**EXCERPTED PASSAGE**
%%
Dr Catherine Camden Pratt is a Lecturer in Art Therapy in the School of Social Sciences and Psychology at Western Sydney University. Catherine’s clinically-led teaching is informed by her private art therapy practice in which she works mainly with women, children and their families, and also facilitates art therapy groups for Cancer Wellness Support. As well as this, she draws on many years of working with creative arts in education, and in personal and social change.
Catherine is a social ecologist informed by feminism, poststructuralism and critical psychology as ways to open up questions of power and voice. She locates art therapy performatively as a practice of social justice, and is passionate about making art as a way of knowing and of sharing stories for which there are no words.
She has over 35 years of experience in creative arts-based teaching across a variety of contexts. Her teaching is student-centred and foregrounds critical creativity as a way to enable understandings about ideas of identities as shaped by society, culture and politics.
Her PhD shared the stories of women growing up in families with a mother with a mental illness. Arising from that research she wrote a popular book- Out of the shadows: daughters growing up with a ‘mad’ mother (Finch, 2006).
%%
**SUPPLIED RECORDS**
%%
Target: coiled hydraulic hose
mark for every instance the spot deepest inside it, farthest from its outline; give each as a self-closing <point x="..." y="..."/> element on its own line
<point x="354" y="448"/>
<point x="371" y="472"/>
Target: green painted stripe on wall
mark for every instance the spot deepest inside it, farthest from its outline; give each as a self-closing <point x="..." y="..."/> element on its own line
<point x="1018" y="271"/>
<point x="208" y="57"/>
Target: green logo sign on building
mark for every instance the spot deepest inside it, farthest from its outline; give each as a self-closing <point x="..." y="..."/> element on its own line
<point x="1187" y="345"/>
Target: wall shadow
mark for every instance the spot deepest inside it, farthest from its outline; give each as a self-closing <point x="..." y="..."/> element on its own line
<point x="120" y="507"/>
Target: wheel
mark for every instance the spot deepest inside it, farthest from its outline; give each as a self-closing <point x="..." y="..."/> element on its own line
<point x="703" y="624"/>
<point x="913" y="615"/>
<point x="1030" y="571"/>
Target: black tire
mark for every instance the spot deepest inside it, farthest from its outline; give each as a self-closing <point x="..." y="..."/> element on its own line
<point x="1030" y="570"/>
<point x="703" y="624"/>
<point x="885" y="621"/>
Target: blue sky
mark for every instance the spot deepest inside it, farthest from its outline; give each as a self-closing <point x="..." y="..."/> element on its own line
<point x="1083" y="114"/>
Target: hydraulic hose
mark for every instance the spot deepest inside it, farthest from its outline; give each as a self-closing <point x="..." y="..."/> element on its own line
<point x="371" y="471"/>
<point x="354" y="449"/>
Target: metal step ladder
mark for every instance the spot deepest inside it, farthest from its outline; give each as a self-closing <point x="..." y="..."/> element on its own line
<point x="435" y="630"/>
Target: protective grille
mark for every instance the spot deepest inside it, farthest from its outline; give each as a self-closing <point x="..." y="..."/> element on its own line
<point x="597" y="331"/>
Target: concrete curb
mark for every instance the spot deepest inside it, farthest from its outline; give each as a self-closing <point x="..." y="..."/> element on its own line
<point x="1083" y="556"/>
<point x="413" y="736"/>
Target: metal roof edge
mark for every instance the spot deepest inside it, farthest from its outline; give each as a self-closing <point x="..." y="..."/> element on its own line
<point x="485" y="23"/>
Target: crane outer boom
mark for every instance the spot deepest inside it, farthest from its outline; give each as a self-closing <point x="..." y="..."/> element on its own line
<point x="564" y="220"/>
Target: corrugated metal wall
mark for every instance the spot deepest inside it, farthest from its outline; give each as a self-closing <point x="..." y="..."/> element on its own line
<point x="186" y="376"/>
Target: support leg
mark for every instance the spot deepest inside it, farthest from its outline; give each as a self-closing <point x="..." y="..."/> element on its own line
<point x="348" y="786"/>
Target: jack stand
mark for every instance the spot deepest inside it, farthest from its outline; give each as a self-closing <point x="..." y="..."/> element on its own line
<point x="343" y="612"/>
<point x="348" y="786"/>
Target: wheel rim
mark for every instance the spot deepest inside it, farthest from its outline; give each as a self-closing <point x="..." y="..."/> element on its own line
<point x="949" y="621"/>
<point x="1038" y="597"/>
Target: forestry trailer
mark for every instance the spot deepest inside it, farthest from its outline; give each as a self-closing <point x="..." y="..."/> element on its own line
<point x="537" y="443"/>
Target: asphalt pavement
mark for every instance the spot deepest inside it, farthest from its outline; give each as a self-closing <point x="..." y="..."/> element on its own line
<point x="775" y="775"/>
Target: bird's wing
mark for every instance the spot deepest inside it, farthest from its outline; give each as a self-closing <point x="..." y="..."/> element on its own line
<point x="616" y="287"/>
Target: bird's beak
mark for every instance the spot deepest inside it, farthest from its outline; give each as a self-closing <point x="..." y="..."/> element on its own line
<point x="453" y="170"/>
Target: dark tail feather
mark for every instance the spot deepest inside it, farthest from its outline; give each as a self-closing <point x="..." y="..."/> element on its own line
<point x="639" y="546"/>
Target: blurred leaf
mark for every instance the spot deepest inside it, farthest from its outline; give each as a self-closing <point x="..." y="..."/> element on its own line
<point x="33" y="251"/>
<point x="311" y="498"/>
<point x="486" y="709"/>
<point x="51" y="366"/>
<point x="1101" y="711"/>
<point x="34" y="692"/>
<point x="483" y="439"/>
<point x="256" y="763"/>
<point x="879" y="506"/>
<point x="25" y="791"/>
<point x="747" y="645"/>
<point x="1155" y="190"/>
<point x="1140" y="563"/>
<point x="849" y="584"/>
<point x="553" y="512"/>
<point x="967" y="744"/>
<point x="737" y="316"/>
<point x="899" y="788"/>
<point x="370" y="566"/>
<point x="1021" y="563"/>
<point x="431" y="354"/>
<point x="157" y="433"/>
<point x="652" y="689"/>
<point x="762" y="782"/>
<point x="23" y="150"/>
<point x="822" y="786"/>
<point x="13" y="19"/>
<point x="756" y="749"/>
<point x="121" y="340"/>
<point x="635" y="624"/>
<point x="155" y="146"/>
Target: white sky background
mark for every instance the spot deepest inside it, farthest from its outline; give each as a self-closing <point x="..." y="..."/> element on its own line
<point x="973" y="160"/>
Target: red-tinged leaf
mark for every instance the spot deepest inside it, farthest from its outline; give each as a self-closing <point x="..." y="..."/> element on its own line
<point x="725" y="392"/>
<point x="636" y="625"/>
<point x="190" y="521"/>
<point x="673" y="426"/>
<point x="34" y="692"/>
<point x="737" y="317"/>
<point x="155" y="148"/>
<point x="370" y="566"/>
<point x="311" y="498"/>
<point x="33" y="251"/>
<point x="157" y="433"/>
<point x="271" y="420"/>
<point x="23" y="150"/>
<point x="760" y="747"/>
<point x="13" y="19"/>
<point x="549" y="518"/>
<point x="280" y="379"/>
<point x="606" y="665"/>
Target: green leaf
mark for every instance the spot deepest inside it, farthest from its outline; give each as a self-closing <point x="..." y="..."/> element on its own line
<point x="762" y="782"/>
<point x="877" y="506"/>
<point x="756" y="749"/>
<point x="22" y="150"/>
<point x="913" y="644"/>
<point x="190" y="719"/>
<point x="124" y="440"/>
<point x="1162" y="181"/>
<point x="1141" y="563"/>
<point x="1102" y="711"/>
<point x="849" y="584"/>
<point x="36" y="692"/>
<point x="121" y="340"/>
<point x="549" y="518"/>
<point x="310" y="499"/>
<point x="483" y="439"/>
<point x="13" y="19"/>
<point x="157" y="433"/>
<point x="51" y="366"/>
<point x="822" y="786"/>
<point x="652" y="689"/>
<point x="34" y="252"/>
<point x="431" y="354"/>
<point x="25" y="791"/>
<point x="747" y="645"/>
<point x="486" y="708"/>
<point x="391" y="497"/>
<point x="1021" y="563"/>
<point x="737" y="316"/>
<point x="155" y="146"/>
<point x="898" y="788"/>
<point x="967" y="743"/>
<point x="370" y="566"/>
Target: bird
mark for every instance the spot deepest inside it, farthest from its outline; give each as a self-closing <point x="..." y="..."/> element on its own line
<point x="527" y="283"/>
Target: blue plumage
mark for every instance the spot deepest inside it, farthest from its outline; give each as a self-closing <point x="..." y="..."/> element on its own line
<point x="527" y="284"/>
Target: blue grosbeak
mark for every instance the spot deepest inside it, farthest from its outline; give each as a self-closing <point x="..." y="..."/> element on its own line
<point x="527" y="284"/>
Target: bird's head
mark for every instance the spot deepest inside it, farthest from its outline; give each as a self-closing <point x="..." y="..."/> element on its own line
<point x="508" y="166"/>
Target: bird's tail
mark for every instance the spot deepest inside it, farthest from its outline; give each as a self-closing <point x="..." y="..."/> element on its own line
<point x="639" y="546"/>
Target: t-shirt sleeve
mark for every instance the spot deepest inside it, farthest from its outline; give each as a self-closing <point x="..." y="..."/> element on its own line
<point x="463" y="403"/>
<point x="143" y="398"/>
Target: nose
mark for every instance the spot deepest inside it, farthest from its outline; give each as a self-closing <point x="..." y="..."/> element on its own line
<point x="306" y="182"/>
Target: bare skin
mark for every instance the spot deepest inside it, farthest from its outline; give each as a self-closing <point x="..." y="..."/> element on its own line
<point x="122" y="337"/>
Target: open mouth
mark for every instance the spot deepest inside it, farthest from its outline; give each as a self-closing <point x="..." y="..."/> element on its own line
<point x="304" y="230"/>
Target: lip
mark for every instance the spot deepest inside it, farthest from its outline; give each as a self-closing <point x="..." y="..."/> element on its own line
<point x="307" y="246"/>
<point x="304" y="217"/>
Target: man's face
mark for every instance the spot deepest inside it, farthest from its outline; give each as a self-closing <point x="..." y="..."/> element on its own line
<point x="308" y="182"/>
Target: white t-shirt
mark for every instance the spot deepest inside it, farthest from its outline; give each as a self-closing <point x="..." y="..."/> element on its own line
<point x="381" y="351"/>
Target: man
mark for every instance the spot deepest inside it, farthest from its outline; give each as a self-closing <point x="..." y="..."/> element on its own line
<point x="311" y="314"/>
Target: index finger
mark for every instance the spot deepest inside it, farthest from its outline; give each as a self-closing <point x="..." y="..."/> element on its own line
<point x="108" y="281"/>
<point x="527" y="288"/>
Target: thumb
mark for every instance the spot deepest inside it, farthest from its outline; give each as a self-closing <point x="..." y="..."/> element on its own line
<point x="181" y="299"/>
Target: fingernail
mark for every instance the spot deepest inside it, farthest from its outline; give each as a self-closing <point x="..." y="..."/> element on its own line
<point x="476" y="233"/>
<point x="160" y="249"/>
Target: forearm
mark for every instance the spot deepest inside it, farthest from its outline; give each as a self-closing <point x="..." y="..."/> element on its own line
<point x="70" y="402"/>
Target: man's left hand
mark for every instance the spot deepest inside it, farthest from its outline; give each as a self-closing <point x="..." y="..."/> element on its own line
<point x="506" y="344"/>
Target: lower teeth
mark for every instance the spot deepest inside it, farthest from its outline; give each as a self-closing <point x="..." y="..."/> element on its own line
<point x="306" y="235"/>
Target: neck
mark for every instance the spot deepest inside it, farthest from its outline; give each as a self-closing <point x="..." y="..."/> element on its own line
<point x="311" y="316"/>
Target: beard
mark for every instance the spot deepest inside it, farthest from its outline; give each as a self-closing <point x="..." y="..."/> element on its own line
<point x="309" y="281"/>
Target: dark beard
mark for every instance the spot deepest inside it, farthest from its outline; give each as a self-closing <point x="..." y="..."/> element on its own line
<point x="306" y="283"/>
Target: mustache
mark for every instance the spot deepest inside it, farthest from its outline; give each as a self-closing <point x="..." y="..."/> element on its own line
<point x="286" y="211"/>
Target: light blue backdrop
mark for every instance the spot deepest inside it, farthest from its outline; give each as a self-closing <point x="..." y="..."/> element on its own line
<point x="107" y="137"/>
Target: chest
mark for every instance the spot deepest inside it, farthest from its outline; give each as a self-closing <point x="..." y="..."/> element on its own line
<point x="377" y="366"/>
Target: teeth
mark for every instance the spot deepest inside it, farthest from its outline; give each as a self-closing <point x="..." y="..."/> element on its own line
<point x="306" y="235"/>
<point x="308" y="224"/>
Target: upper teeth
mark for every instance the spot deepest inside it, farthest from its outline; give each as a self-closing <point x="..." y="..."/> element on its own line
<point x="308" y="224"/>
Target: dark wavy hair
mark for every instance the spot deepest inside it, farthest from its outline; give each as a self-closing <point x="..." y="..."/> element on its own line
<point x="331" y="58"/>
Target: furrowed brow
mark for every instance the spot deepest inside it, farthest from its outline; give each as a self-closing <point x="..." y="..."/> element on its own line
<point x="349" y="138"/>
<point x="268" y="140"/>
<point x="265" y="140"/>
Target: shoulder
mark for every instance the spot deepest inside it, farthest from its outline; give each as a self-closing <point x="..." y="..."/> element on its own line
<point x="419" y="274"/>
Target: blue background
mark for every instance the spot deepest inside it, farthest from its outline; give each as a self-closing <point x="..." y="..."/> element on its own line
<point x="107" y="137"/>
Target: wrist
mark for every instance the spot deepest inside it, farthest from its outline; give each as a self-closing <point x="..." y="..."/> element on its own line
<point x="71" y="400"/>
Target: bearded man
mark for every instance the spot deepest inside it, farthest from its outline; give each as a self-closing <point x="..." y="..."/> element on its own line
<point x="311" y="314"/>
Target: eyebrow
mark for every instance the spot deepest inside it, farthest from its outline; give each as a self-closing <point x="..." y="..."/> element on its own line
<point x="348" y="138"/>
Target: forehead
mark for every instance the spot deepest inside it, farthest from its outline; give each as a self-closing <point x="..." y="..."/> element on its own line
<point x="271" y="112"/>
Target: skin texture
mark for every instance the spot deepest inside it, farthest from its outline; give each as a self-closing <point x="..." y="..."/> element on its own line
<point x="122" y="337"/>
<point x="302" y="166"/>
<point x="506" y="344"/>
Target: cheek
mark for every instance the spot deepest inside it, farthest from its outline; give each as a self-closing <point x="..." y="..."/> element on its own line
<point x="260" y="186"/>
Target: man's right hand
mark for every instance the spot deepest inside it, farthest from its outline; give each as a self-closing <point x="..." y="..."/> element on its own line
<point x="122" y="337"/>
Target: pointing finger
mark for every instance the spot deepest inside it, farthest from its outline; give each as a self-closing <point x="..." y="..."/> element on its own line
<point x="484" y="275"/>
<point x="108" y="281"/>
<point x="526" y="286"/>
%%
**DIRECTIONS**
Carry on the profile of Catherine Camden Pratt from the point where it stops. The lines above are independent material and bear no relation to the profile of Catherine Camden Pratt.

**RESPONSE**
She also co-edited the book- Social Ecology: Applying Ecological Understanding to our Lives and our Planet (Hawthorn Press 2011).
Within social work there is a small but growing band of art therapists. In preparation for a podcast conversation with social workers who also are art therapists , I thought it would be useful for me talk to Catherine first, as someone who trains art therapists.
The conversation that emerged was not quite what I had anticipated, as we explored the long and winding road that brought Catherine to her current role.
She honoured me with a very personal account of her journey. She also shared with me her beliefs about what the art therapist brings to the interrelation space – and through our talk, I gained a better understanding of how art can tell a story in one place, and the powerful therapeutic effect that that might engender.